Please pick up the passage below on integrating into a foreign culture and continue it from where it stops.

_Passage:_
---

Tip 1: Remember YOU are the Monkey

In my book, I am the Monkey, I break down what it means to integrate into a new culture through a zoo analogy.

When you enter a foreign culture, you may feel like the spectator in the zoo – the human, not the animal. You might believe yourself normal and even superior to the culture around you, while considering your colleagues all odd ducks. But, in reality, you are the monkey. You’re the “abnormal” one.

While you judge the culture into which you’re integrating, it’s important to remember that you’re in their territory. They’re the normal ones here, and you are the monkey that’s out of place.

Remind yourself this, as you don your culture-tinted glasses: whenever you’re a guest in a foreign land, you are being judged according to their cultural values and norms (which we’ll discuss later on in this blog).

Tip 2: Take Baby-steps to Integrate

A monkey who starts learning how to get around isn’t likely to be swinging from limb to limb like Tarzan straight away. Don’t get frustrated by this, and don’t lash out at your host country’s culture.

That’s easier said than done. You will get frustrated at times – with yourself, with your hosts, with the culture – but don’t allow that frustration to become a brick wall to successful integration.

Make an effort to learn the language and customs. These are the first baby-steps to learning the culture and viewing it without judgment.

Tip 3: Remove Your Culture-tinted Glasses

Once you’ve begun the process of integration, it will soon be time to remove your culture-tinted glasses. And that’s what this blog is all about: helping you to live and manage across cultures by integrating to the point that you start to see the culture through its own eyes, instead of your own near-sighted bias.

---

_The data:_
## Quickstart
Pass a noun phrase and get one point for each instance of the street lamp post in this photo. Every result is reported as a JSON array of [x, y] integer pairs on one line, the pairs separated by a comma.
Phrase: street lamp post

---

_Response:_
You can do this through the five steps outlined in my book:

no_monkey_character_CMYK-02

I’ll talk about these steps in greater detail over the coming weeks.

How Culture Shapes Our World

You woke up this morning and ate a breakfast of eggs and toast without consciously realizing that breakfast was culture.

You dressed, got ready, did your hair, suited up without realizing that style is culture.

You went to work by metro, jostled in between a man in sneakers and sweatpants and a woman in a pantsuit, both on their smartphones, without realizing that mode of transportation, personal space, and gender equality are culture.

You sat in on a morning meeting, putting forth your ideas, your boss nodding along, without realizing that business and hierarchical structures are culture.

You chatted with your colleagues about the latest episode of Game of Thrones without realizing communication and entertainment are culture.

Although culture can appear in the form of tangible things – fashion, entertainment, food, etc. – our own culture is, for the most part, invisible. We don’t often say, “Hey, look – there’s culture!” We breathe it without thinking about it.

And, yet, culture shapes everything in our world.

The Not-So-Invisible Shapes of Culture

Being that culture is so alive and vibrant, it’s not so much that you don’t see culture or know it’s there. The thing is, you’re often blind to your own culture, until it’s contrasted with others.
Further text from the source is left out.